▶ _PROBLEM_
Word for word, give the material below again, minus any images.

--- Start GIVEN RECORDS ---

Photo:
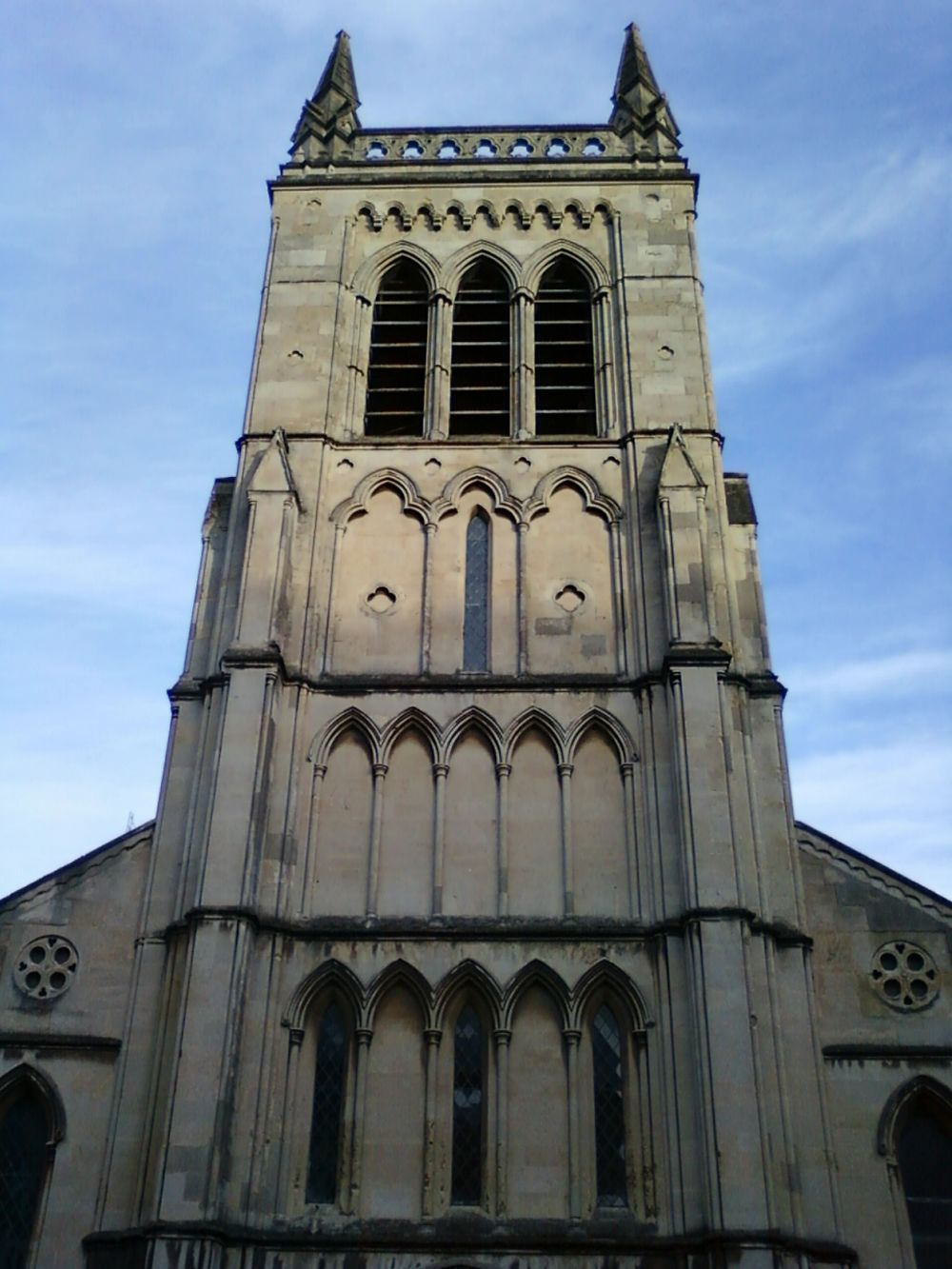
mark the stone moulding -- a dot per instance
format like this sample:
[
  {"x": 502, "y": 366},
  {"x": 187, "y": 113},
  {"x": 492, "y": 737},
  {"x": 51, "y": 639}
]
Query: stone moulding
[{"x": 459, "y": 216}]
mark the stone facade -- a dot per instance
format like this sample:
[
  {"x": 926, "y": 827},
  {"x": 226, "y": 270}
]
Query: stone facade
[{"x": 478, "y": 750}]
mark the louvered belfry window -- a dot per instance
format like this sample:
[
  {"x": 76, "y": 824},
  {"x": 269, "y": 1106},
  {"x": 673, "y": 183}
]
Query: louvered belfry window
[
  {"x": 467, "y": 1109},
  {"x": 329, "y": 1075},
  {"x": 609, "y": 1109},
  {"x": 23, "y": 1162},
  {"x": 565, "y": 365},
  {"x": 396, "y": 374},
  {"x": 479, "y": 382}
]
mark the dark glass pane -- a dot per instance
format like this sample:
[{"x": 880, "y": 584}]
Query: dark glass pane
[
  {"x": 476, "y": 603},
  {"x": 925, "y": 1162},
  {"x": 330, "y": 1067},
  {"x": 398, "y": 363},
  {"x": 565, "y": 363},
  {"x": 467, "y": 1109},
  {"x": 479, "y": 381},
  {"x": 23, "y": 1155},
  {"x": 609, "y": 1111}
]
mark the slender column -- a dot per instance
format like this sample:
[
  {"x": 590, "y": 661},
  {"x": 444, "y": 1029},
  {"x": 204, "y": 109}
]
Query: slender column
[
  {"x": 429, "y": 1160},
  {"x": 602, "y": 324},
  {"x": 357, "y": 366},
  {"x": 440, "y": 814},
  {"x": 364, "y": 1037},
  {"x": 380, "y": 770},
  {"x": 571, "y": 1043},
  {"x": 565, "y": 788},
  {"x": 524, "y": 366},
  {"x": 627, "y": 770},
  {"x": 522, "y": 528},
  {"x": 311, "y": 873},
  {"x": 623, "y": 651},
  {"x": 339, "y": 530},
  {"x": 440, "y": 340},
  {"x": 293, "y": 1145},
  {"x": 503, "y": 772},
  {"x": 426, "y": 620},
  {"x": 502, "y": 1039}
]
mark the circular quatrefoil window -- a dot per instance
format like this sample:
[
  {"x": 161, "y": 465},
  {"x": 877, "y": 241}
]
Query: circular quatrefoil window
[
  {"x": 905, "y": 976},
  {"x": 46, "y": 967}
]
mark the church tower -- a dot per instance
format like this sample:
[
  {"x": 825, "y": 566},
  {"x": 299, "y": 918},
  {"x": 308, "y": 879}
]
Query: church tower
[
  {"x": 474, "y": 915},
  {"x": 471, "y": 929}
]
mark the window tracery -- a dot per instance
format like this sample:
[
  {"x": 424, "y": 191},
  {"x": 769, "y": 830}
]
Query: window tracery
[
  {"x": 327, "y": 1115},
  {"x": 468, "y": 1081},
  {"x": 479, "y": 392},
  {"x": 25, "y": 1157},
  {"x": 476, "y": 595},
  {"x": 396, "y": 372}
]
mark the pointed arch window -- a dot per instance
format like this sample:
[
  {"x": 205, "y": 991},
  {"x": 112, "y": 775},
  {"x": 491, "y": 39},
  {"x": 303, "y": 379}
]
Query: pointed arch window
[
  {"x": 479, "y": 384},
  {"x": 468, "y": 1081},
  {"x": 611, "y": 1181},
  {"x": 327, "y": 1111},
  {"x": 396, "y": 374},
  {"x": 25, "y": 1157},
  {"x": 565, "y": 363},
  {"x": 476, "y": 595},
  {"x": 924, "y": 1155}
]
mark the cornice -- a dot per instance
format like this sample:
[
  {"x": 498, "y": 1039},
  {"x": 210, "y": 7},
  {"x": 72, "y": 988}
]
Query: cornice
[{"x": 480, "y": 929}]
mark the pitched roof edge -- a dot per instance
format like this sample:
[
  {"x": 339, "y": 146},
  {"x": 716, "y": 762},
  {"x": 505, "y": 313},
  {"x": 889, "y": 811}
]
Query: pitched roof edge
[
  {"x": 859, "y": 862},
  {"x": 90, "y": 860}
]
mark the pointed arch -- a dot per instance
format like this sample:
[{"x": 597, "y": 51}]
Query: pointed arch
[
  {"x": 536, "y": 974},
  {"x": 605, "y": 979},
  {"x": 540, "y": 262},
  {"x": 601, "y": 720},
  {"x": 367, "y": 278},
  {"x": 463, "y": 260},
  {"x": 537, "y": 719},
  {"x": 594, "y": 499},
  {"x": 329, "y": 975},
  {"x": 503, "y": 500},
  {"x": 410, "y": 720},
  {"x": 400, "y": 974},
  {"x": 467, "y": 978},
  {"x": 385, "y": 477},
  {"x": 27, "y": 1079},
  {"x": 472, "y": 719},
  {"x": 578, "y": 208},
  {"x": 349, "y": 720},
  {"x": 921, "y": 1088}
]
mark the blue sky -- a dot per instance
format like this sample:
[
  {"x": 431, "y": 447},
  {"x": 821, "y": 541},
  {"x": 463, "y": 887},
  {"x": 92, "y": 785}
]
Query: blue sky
[{"x": 133, "y": 224}]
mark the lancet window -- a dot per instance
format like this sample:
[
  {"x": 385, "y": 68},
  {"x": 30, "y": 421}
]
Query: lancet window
[
  {"x": 479, "y": 389},
  {"x": 23, "y": 1164},
  {"x": 924, "y": 1154},
  {"x": 327, "y": 1113},
  {"x": 611, "y": 1185},
  {"x": 465, "y": 366},
  {"x": 468, "y": 1088},
  {"x": 476, "y": 595},
  {"x": 396, "y": 373},
  {"x": 565, "y": 363}
]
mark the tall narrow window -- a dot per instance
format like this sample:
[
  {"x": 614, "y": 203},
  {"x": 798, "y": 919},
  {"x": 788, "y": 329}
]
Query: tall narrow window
[
  {"x": 396, "y": 373},
  {"x": 23, "y": 1162},
  {"x": 467, "y": 1109},
  {"x": 479, "y": 385},
  {"x": 329, "y": 1075},
  {"x": 565, "y": 363},
  {"x": 609, "y": 1111},
  {"x": 476, "y": 602},
  {"x": 924, "y": 1155}
]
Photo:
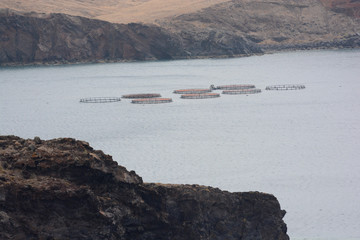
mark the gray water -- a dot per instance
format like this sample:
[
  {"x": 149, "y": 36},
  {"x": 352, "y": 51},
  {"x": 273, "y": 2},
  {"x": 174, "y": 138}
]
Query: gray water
[{"x": 302, "y": 146}]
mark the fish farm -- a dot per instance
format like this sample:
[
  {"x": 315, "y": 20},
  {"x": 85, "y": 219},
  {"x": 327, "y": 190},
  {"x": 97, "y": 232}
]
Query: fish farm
[
  {"x": 200, "y": 96},
  {"x": 151, "y": 100},
  {"x": 235, "y": 87},
  {"x": 142, "y": 95},
  {"x": 192, "y": 91},
  {"x": 285, "y": 87},
  {"x": 100, "y": 100},
  {"x": 242, "y": 91}
]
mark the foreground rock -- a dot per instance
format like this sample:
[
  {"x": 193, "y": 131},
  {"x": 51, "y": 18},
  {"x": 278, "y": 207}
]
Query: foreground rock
[{"x": 64, "y": 189}]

--- End GIVEN RECORDS ---

▶ _FINAL RESULT_
Photo:
mark the stone moulding -- a dot per instance
format like this sample:
[
  {"x": 502, "y": 366},
  {"x": 187, "y": 113},
  {"x": 492, "y": 737},
  {"x": 51, "y": 639}
]
Query: stone moulding
[{"x": 459, "y": 216}]
mark the stone facade -- a dot per instance
format like this sample:
[
  {"x": 926, "y": 827},
  {"x": 226, "y": 270}
]
Query: stone facade
[{"x": 478, "y": 750}]
mark the louvered belfry window -- a dot per instance
format like this sample:
[
  {"x": 76, "y": 824},
  {"x": 269, "y": 1106},
  {"x": 673, "y": 183}
]
Query: louvered belfry window
[
  {"x": 467, "y": 1109},
  {"x": 329, "y": 1075},
  {"x": 609, "y": 1109},
  {"x": 23, "y": 1162},
  {"x": 565, "y": 365},
  {"x": 396, "y": 374},
  {"x": 479, "y": 382}
]
mark the dark glass pane -- a dot per instance
format like this sample:
[{"x": 880, "y": 584}]
Query: dark glass pane
[
  {"x": 476, "y": 603},
  {"x": 925, "y": 1162},
  {"x": 330, "y": 1067},
  {"x": 398, "y": 363},
  {"x": 565, "y": 363},
  {"x": 467, "y": 1109},
  {"x": 479, "y": 381},
  {"x": 23, "y": 1155},
  {"x": 609, "y": 1111}
]
mark the slender column -- a dot per instance
format like this sample:
[
  {"x": 590, "y": 661},
  {"x": 444, "y": 1029},
  {"x": 204, "y": 109}
]
Query: slender column
[
  {"x": 429, "y": 1160},
  {"x": 602, "y": 324},
  {"x": 357, "y": 366},
  {"x": 440, "y": 814},
  {"x": 364, "y": 1037},
  {"x": 380, "y": 770},
  {"x": 571, "y": 1043},
  {"x": 565, "y": 788},
  {"x": 524, "y": 366},
  {"x": 627, "y": 770},
  {"x": 522, "y": 528},
  {"x": 311, "y": 873},
  {"x": 623, "y": 651},
  {"x": 339, "y": 530},
  {"x": 440, "y": 340},
  {"x": 293, "y": 1145},
  {"x": 503, "y": 772},
  {"x": 426, "y": 620},
  {"x": 502, "y": 1039}
]
mark the circular quatrefoil window -- a dot per instance
format like this sample:
[
  {"x": 161, "y": 465},
  {"x": 877, "y": 241}
]
Query: circular quatrefoil window
[
  {"x": 905, "y": 976},
  {"x": 46, "y": 967}
]
mark the church tower -- a dot per instance
format like this sample:
[
  {"x": 825, "y": 566},
  {"x": 299, "y": 918},
  {"x": 308, "y": 879}
]
Query: church tower
[
  {"x": 474, "y": 915},
  {"x": 471, "y": 929}
]
mark the window tracery -- a dot per instance
format like this sample:
[
  {"x": 424, "y": 191},
  {"x": 769, "y": 830}
]
Query: window tracery
[
  {"x": 327, "y": 1115},
  {"x": 468, "y": 1081},
  {"x": 479, "y": 392},
  {"x": 25, "y": 1157},
  {"x": 476, "y": 595},
  {"x": 396, "y": 372}
]
mark the pointed arch window -- a dot per instance
format like this sample:
[
  {"x": 205, "y": 991},
  {"x": 112, "y": 775},
  {"x": 491, "y": 39},
  {"x": 303, "y": 379}
]
Query: pointed arch window
[
  {"x": 479, "y": 384},
  {"x": 468, "y": 1081},
  {"x": 611, "y": 1181},
  {"x": 327, "y": 1111},
  {"x": 396, "y": 374},
  {"x": 25, "y": 1157},
  {"x": 565, "y": 363},
  {"x": 476, "y": 595},
  {"x": 924, "y": 1155}
]
mark the cornice -- a dot per instance
format like this sample:
[
  {"x": 498, "y": 1039},
  {"x": 210, "y": 7},
  {"x": 72, "y": 988}
]
Query: cornice
[{"x": 480, "y": 929}]
mark the pitched roof edge -- a dot per instance
format like this sample:
[
  {"x": 339, "y": 146},
  {"x": 716, "y": 762},
  {"x": 505, "y": 313},
  {"x": 889, "y": 811}
]
Query: pitched roof edge
[
  {"x": 859, "y": 862},
  {"x": 90, "y": 860}
]
mark the pointed arch -- a dot per instance
format like this sample:
[{"x": 597, "y": 51}]
Query: pointed arch
[
  {"x": 536, "y": 974},
  {"x": 605, "y": 979},
  {"x": 540, "y": 262},
  {"x": 601, "y": 720},
  {"x": 367, "y": 278},
  {"x": 463, "y": 260},
  {"x": 537, "y": 719},
  {"x": 594, "y": 499},
  {"x": 329, "y": 975},
  {"x": 503, "y": 500},
  {"x": 410, "y": 720},
  {"x": 400, "y": 974},
  {"x": 467, "y": 978},
  {"x": 385, "y": 477},
  {"x": 27, "y": 1079},
  {"x": 472, "y": 719},
  {"x": 578, "y": 208},
  {"x": 349, "y": 720},
  {"x": 921, "y": 1088}
]
mark the blue sky -- a dot per instance
format like this sample:
[
  {"x": 431, "y": 447},
  {"x": 821, "y": 541},
  {"x": 463, "y": 887},
  {"x": 92, "y": 785}
]
Query: blue sky
[{"x": 133, "y": 224}]
mark the lancet window -- a dot per instance
format like this sample:
[
  {"x": 385, "y": 68},
  {"x": 30, "y": 421}
]
Query: lancet window
[
  {"x": 479, "y": 389},
  {"x": 23, "y": 1164},
  {"x": 924, "y": 1154},
  {"x": 327, "y": 1113},
  {"x": 611, "y": 1185},
  {"x": 465, "y": 366},
  {"x": 468, "y": 1088},
  {"x": 476, "y": 595},
  {"x": 396, "y": 373},
  {"x": 565, "y": 363}
]
mark the tall narrow window -- a dot per instance
format like this sample:
[
  {"x": 614, "y": 203},
  {"x": 798, "y": 919},
  {"x": 788, "y": 329}
]
Query: tall narrow window
[
  {"x": 396, "y": 373},
  {"x": 23, "y": 1162},
  {"x": 467, "y": 1109},
  {"x": 479, "y": 385},
  {"x": 329, "y": 1075},
  {"x": 565, "y": 363},
  {"x": 609, "y": 1111},
  {"x": 476, "y": 602},
  {"x": 924, "y": 1155}
]
Photo:
mark the gray water -- a dot per instance
format like this sample:
[
  {"x": 149, "y": 36},
  {"x": 352, "y": 51},
  {"x": 273, "y": 2},
  {"x": 174, "y": 138}
]
Query: gray water
[{"x": 302, "y": 146}]
mark the fish farm -- a dot per instance
format like this sample:
[
  {"x": 315, "y": 20},
  {"x": 85, "y": 219},
  {"x": 327, "y": 190},
  {"x": 97, "y": 232}
]
Query: fish farm
[
  {"x": 200, "y": 96},
  {"x": 151, "y": 100},
  {"x": 235, "y": 87},
  {"x": 142, "y": 95},
  {"x": 192, "y": 91},
  {"x": 285, "y": 87},
  {"x": 100, "y": 100},
  {"x": 242, "y": 91}
]
mark the foreground rock -- a dot per instance
format like this sample:
[
  {"x": 193, "y": 131},
  {"x": 51, "y": 18},
  {"x": 278, "y": 207}
]
Query: foreground rock
[{"x": 64, "y": 189}]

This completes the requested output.